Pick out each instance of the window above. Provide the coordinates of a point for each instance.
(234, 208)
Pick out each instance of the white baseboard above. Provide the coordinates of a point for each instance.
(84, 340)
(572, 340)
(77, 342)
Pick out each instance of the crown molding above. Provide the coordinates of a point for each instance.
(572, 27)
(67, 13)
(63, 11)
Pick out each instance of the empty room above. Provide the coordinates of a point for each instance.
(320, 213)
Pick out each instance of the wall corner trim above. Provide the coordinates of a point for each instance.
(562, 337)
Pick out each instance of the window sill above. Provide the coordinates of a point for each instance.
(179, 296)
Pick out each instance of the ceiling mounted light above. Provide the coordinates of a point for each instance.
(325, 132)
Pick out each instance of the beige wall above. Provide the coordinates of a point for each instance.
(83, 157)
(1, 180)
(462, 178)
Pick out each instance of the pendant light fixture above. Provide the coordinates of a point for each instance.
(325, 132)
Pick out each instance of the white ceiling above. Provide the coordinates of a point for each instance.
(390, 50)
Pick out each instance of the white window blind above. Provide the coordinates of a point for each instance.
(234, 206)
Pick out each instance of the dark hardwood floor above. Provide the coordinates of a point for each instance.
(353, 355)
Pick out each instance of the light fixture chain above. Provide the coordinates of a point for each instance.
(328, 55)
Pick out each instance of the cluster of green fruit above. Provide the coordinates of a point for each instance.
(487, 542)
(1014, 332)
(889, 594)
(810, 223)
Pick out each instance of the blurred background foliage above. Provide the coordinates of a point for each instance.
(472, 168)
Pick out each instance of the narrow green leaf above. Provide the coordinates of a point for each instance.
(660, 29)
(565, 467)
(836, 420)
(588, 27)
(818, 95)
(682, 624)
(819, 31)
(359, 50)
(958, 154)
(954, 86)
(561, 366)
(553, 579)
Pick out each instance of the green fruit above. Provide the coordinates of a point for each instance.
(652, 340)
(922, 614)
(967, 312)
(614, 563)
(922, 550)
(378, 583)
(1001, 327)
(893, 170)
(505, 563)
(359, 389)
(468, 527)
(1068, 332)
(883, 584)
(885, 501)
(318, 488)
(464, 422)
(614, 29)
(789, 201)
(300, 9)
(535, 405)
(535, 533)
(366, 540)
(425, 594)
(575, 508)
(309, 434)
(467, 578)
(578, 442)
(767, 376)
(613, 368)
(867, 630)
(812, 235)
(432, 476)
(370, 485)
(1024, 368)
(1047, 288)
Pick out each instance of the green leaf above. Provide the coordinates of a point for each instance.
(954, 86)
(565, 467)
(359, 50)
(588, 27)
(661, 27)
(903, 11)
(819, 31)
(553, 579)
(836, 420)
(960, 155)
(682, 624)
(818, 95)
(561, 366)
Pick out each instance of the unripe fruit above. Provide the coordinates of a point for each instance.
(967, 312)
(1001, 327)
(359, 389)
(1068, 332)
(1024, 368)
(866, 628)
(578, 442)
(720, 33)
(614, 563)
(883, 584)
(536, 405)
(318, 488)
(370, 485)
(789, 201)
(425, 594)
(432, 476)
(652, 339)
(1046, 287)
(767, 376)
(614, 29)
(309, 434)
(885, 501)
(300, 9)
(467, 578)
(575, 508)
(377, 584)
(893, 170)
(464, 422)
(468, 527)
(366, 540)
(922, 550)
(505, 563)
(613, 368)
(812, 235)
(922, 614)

WORK TO COMPLETE
Every line from the one containing "Pick out each instance of the narrow" through the last line of the entries above must be output exactly. Leave the rest out.

WRITTEN RESPONSE
Pick out each instance of the narrow green leaf above. Provide the coordinates of a point for each instance.
(660, 29)
(565, 467)
(836, 420)
(588, 27)
(818, 95)
(682, 624)
(819, 31)
(359, 50)
(958, 154)
(954, 86)
(561, 366)
(553, 579)
Pick out each instance of the green fruit above. Provide the coordinates of a point for each instance.
(652, 340)
(922, 614)
(967, 312)
(614, 563)
(922, 550)
(378, 583)
(1001, 327)
(893, 170)
(505, 563)
(359, 389)
(468, 527)
(1068, 332)
(883, 584)
(885, 501)
(318, 488)
(464, 422)
(614, 29)
(789, 201)
(300, 9)
(535, 405)
(535, 533)
(366, 540)
(425, 594)
(575, 508)
(309, 434)
(467, 578)
(578, 442)
(767, 376)
(613, 368)
(867, 630)
(812, 235)
(432, 476)
(370, 485)
(1024, 368)
(1047, 288)
Pick out each instance of the green leaf above. Provide the coordinates of a point for each instance.
(954, 86)
(565, 467)
(359, 50)
(588, 27)
(661, 27)
(903, 11)
(819, 31)
(553, 579)
(836, 420)
(960, 155)
(682, 624)
(818, 95)
(561, 366)
Pick out each instance of the unripe fruit above. Provide the coordinates of a point for each instance.
(967, 312)
(1001, 327)
(359, 389)
(1068, 332)
(1024, 368)
(866, 628)
(578, 442)
(720, 33)
(614, 563)
(883, 584)
(536, 405)
(318, 488)
(370, 485)
(789, 201)
(425, 594)
(432, 476)
(652, 339)
(1046, 287)
(767, 376)
(614, 29)
(309, 434)
(885, 501)
(300, 9)
(467, 578)
(575, 508)
(377, 584)
(893, 170)
(464, 422)
(468, 527)
(366, 540)
(922, 550)
(505, 563)
(613, 368)
(812, 235)
(922, 614)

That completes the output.